Exercise passage>
=-=-=
(February 09, 2012) —
People who drink diet soft drinks on a daily basis may be at increased risk of suffering vascular events such as stroke, heart attack, and vascular death, according to a new study led by Hannah Gardener, Sc.D., epidemiologist in the Miller School’s Department of Neurology.
In contrast, Gardener and her colleagues at UM and Columbia University Medical Center in New York found that consumption of regular soft drinks and a more moderate intake of diet soft drinks do not appear to be linked to a higher risk of vascular events. Their study, “Diet soft drink consumption is associated with an increased risk of vascular events in the Northern Manhattan Study,” was published online in the Journal of General Internal Medicine on January 30.
In the current climate of escalating obesity rates, artificially sweetened soft drinks are marketed as healthier alternatives to sugar-sweetened beverages, due to their lack of calories. However, the long-term health consequences of drinking diet soft drinks remain unclear.
Gardener and her team examined the relationship between both diet and regular soft drink consumption and risk of stroke, myocardial infarction (heart attack) and vascular death. They analyzed data from 2,564 participants in the NIH-funded Northern Manhattan Study, which was designed to determine stroke incidence, risk factors and prognosis in a multiethnic urban population.
The researchers looked at how often individuals drank soft drinks – diet and regular – and the number of vascular events that occurred over a ten-year period.
=-=-=
Data excerpts>
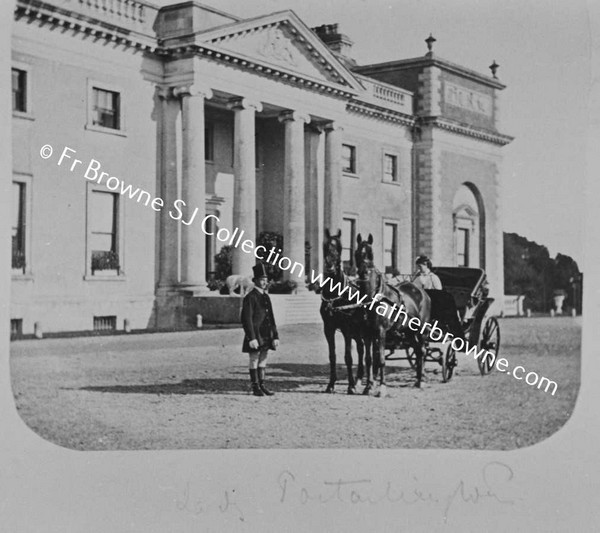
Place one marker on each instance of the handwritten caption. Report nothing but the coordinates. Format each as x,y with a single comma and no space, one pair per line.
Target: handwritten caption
494,485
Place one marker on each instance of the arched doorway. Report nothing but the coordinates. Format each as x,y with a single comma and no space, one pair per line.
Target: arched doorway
468,217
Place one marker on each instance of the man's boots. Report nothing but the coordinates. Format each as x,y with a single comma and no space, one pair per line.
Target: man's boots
261,380
256,390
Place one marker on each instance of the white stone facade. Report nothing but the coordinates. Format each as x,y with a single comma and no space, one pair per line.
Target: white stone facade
253,122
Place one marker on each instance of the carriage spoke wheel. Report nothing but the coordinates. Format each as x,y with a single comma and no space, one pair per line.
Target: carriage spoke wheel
448,363
411,357
490,342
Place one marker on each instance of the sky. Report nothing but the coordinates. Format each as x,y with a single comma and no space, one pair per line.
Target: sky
543,49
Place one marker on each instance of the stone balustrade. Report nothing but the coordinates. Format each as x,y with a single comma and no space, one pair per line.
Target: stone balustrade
386,95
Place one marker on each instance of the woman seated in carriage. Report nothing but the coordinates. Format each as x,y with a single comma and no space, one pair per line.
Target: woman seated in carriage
425,278
443,306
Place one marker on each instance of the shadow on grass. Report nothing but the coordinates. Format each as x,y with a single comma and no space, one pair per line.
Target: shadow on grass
281,377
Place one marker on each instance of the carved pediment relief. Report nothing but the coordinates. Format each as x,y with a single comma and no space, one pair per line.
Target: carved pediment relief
284,42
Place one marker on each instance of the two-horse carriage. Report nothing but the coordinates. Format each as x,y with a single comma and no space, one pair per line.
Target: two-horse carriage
468,288
364,318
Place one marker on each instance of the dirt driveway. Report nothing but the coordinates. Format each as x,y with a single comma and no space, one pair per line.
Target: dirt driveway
190,390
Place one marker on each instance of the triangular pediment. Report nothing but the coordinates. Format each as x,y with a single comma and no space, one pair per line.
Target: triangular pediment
282,41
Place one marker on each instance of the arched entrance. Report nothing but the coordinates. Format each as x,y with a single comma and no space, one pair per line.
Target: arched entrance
468,217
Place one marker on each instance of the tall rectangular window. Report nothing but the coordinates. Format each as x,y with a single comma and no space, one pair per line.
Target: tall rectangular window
348,158
19,87
103,236
390,247
106,108
390,168
462,247
209,150
18,226
348,239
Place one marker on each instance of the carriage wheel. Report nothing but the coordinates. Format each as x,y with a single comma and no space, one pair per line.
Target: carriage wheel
490,342
448,364
411,357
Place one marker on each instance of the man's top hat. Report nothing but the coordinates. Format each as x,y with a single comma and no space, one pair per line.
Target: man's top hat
423,260
259,271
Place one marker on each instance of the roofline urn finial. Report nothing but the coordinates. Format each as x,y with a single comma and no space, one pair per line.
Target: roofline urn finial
494,67
430,40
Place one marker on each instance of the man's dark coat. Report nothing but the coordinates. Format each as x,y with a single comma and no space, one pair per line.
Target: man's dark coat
258,320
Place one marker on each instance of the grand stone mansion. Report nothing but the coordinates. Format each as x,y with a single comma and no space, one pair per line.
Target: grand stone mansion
265,123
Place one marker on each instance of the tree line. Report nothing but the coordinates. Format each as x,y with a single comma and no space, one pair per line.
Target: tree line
530,271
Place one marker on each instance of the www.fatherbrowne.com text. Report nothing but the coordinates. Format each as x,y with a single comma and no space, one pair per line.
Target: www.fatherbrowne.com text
93,172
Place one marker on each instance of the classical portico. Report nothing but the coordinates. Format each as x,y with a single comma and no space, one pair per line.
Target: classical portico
273,70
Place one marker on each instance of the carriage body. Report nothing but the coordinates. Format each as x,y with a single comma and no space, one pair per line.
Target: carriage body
469,289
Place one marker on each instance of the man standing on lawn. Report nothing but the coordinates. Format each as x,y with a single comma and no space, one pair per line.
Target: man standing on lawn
260,330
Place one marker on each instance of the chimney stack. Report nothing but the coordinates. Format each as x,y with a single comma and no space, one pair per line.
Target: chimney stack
337,42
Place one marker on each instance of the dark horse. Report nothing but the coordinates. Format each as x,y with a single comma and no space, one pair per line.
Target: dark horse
339,313
383,318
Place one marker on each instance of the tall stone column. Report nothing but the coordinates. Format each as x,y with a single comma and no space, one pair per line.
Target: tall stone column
315,154
333,177
293,191
193,187
244,168
168,240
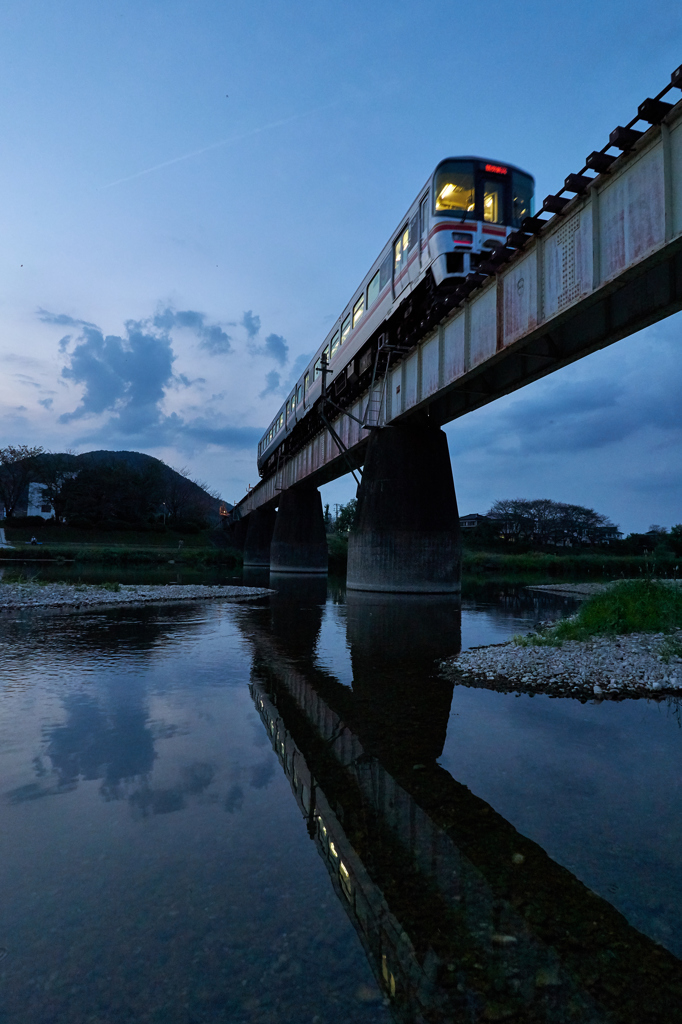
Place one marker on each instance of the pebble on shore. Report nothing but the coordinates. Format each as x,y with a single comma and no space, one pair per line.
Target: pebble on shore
602,667
14,596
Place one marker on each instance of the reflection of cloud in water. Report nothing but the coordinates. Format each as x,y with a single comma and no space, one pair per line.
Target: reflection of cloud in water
196,778
235,800
91,744
262,774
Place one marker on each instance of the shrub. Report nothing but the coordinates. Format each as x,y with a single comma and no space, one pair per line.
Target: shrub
631,606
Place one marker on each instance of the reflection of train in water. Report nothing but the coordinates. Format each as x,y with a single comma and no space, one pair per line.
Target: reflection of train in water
464,211
462,918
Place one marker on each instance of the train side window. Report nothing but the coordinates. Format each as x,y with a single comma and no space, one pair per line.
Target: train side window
494,202
373,290
385,272
399,252
358,309
521,198
414,230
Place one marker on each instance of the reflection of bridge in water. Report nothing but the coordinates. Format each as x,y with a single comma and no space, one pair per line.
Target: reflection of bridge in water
462,918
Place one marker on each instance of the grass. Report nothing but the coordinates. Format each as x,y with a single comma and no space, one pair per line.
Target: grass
630,606
110,555
583,564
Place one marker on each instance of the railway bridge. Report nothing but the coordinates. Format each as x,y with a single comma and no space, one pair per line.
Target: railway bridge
601,260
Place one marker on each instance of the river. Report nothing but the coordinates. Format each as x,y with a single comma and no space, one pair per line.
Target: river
280,813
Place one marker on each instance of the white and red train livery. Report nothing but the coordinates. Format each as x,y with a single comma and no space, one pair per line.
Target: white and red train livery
463,213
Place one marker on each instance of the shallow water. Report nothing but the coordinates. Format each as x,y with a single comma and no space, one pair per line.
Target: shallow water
281,813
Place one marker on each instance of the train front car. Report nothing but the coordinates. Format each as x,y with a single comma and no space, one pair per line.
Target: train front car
464,212
475,203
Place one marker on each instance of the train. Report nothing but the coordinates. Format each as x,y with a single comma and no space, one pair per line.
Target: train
465,211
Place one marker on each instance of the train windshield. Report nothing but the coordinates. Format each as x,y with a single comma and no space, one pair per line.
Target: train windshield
494,202
454,187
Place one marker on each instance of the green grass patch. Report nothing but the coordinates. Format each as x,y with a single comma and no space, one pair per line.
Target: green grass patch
631,606
104,555
583,565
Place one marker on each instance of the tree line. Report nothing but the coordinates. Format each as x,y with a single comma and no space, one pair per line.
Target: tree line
88,491
543,521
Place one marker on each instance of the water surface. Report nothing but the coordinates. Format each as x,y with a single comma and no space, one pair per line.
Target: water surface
282,813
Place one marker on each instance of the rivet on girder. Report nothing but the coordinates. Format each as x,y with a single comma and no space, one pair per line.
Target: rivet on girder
577,182
599,162
533,224
517,239
554,204
624,138
653,111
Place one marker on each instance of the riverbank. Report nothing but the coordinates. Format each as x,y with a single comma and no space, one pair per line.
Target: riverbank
626,639
634,665
18,596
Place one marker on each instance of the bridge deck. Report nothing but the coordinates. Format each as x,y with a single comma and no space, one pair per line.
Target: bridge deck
607,266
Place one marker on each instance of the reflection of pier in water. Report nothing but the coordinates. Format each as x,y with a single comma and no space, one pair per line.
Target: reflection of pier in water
462,918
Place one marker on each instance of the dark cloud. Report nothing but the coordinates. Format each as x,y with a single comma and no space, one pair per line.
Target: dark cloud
128,374
126,378
251,323
271,384
211,336
570,412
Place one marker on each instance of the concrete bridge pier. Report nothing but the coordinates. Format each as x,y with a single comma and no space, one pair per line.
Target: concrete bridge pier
407,535
299,541
259,537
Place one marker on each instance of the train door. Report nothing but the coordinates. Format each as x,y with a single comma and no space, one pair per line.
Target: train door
400,272
413,249
424,231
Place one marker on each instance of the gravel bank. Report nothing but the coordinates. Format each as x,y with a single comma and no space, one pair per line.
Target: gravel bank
602,667
61,595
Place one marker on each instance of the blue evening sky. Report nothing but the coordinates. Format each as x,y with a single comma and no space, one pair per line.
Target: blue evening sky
189,192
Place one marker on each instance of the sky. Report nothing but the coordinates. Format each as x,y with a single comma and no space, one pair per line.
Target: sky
190,192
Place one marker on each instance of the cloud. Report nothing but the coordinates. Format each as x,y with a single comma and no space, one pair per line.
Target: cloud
211,336
126,378
276,348
251,323
127,373
271,384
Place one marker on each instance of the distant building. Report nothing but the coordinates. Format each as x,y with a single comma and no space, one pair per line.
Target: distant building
471,521
38,504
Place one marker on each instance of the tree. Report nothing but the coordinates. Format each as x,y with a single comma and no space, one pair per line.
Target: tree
113,492
17,465
52,470
186,500
345,517
545,521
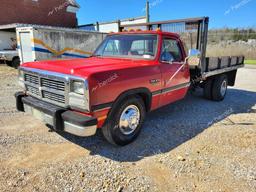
=-=-=
Tasks to perform>
1. Based on the soft drink study report, do these statements agree with it? Answer yes or no for each, and quote the words that decide it.
(a) The study appeared in the Journal of General Internal Medicine.
(b) A moderate intake of diet soft drinks was linked to a higher risk of vascular events.
(c) The researchers analyzed data from more than 3,000 participants.
2. Carry the soft drink study report forward from its last sentence.
The listing after the soft drink study report is separate material.

Task results>
1.
(a) Yes: "was published online in the Journal of General Internal Medicine on January 30."
(b) No: "a more moderate intake of diet soft drinks do not appear to be linked to a higher risk of vascular events."
(c) No: "They analyzed data from 2,564 participants."

2.
After taking into account pre-existing vascular conditions, including body mass index, diabetes, high cholesterol and hypertension, they found that individuals who drank diet soft drinks daily were 43 percent more likely to have suffered a vascular event than those who didn’t drink any. Those who drank diet soft drinks irregularly – between one a month and six a week – and those who chose regular soft drinks were not more likely to suffer vascular events.
“Our results suggest a potential association between daily diet soft drink consumption and vascular outcomes,” Gardener said. “However, the mechanisms by which soft drinks may affect vascular events are unclear. There is a need for further research before any conclusions can be drawn regarding the potential health consequences of diet soft drink consumption.”
Gardener’s UM co-authors on the study were Tatjana Rundek, M.D., Ph.D., professor of neurology; Matthew Markert, Ph.D., a student in the M.D./Ph.D. program, Clinton B. Wright, M.D., M.S., associate professor of neurology and scientific director of the Evelyn F. McKnight Brain Institute, and Ralph L. Sacco, M.D., M.S., Olemberg Family Chair in Neurological Disorders and Leonard M. Miller Professor of Neurology, Epidemiology and Human Genetics.